▸ TASK REQUIREMENTS
Return, word for word, the passage of the embeddings article below starting at "Now, if we project" and ending at "tourist attractions, etc.".

▸ TEXT BLOCK
------------------------------------------------
Thinking in Vectors

Sep 13 / Sahib Singh & Siddarth R
In the realm of modern data representation and retrieval, embeddings have emerged as a transformative technique. At their core, embeddings encapsulate complex entities such as words and sentences into compact vector representations, enabling machines to process and understand language with remarkable efficiency.

Word embeddings, a pioneering concept, map words to numerical vectors, capturing semantic relationships and contextual nuances. Sentence embeddings take this a step further, encoding entire sentences into vectors that encapsulate their meanings. The need for embeddings arises from the limitations of conventional databases in handling high-dimensional and semantic data.
This blog delves into the world of embeddings, dissecting their significance in overcoming these challenges. Furthermore, it explores the advent of vector databases, purpose-built systems designed to manage embeddings, and high-dimensional data. With a focus on indexing, the blog uncovers how vector databases efficiently organize and retrieve information from vast vector spaces, introducing the concept of Inverted File Systems (IVF) as a key indexing technique. As we traverse the landscape of embeddings, word and sentence representations, vector databases, and IVF, we unravel the intricate threads of modern data management that empower AI and NLP applications to bridge the gap between human language and machine understanding.

Topics to be covered in this Blog

  1. What are embeddings?
  2. What are word embeddings?
  3. What are sentence embeddings?
  4. Why are they required and why don't conventional DB’s don’t work?
  5. What are vector databases?
  6. What is indexing in Vector Databases?
  7. What is IVF?

What are embeddings?

Ok, the first big question is what are embeddings? Just for the time try to see it as embeddings are jumbers assigned to words in a text.
Don’t worry, I’ll explain it further. 🙂

Q - The second question should be why we are using embeddings.

A - We are using embeddings just because machines don’t understand the text as it is, and the text should be converted to numbers so that Machine Learning algorithms can crunch these numbers and make meaningful predictions.

Example
Say we Have 10 words ➖
  1. Cricket
  2. Hockey
  3. Football
  4. Cereal
  5. Iphone
  6. Banana
  7. Biscuits
  8. Pyramids
  9. Taj Mahal
  10. Eiffel tower

Now, if we project these words (i.e create embeddings) in a 2D space based on their properties they would look like the image below:
And now if we see the words Hockey, Cricket, and Football when represented in a 2D space are clubbed together because they have similar properties such as:

  1. All of them are outdoor sports.
  2. They are not individual events, etc.

So these are the common properties that combine them.
Similarly, words like Taj Mahal, Eiffel Tower, and Pyramids can be seen together when represented in a 2D space because they also share some common properties such as:
  1. All of them are ancient monuments.
  2. All of them are huge tourist attractions, etc.

But the bigger question here is, where will I put my new word Mango? Ideally, it should be in the group of fruits and not in any other subgroup. Now, this is when we call any embeddings good when they can extract latent features of a word and club similar words together, and dissimilar words in other groups.
------------------------------------------------
▸ DATA EXTRACT
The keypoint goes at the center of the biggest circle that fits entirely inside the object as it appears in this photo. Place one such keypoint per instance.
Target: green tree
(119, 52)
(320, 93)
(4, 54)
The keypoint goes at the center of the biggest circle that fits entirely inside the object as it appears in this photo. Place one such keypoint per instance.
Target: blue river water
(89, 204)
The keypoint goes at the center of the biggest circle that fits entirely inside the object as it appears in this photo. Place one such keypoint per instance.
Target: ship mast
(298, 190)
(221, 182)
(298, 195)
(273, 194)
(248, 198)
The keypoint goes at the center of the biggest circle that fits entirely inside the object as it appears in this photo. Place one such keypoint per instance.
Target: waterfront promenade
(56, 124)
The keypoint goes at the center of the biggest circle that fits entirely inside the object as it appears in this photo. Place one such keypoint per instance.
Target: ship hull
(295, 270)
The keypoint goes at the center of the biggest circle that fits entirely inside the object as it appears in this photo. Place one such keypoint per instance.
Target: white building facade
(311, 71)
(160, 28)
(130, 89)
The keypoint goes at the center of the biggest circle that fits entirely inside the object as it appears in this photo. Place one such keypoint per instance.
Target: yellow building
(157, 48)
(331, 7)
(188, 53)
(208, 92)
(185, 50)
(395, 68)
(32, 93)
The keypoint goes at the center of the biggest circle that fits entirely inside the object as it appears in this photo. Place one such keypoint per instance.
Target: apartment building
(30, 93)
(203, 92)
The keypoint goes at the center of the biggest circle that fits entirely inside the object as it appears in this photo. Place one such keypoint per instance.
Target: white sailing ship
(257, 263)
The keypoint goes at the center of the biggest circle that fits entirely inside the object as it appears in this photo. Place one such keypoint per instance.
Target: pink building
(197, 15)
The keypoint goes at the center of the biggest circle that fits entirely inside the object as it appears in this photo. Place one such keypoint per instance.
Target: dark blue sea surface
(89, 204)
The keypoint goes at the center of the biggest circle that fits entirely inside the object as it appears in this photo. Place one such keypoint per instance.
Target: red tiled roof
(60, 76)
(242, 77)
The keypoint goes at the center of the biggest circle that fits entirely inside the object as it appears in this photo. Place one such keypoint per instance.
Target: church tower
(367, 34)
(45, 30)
------------------------------------------------
▸ THE ANSWER
Now, if we project these words (i.e create embeddings) in a 2D space based on their properties they would look like the image below:
And now if we see the words Hockey, Cricket, and Football when represented in a 2D space are clubbed together because they have similar properties such as:

  1. All of them are outdoor sports.
  2. They are not individual events, etc.

So these are the common properties that combine them.
Similarly, words like Taj Mahal, Eiffel Tower, and Pyramids can be seen together when represented in a 2D space because they also share some common properties such as:
  1. All of them are ancient monuments.
  2. All of them are huge tourist attractions, etc.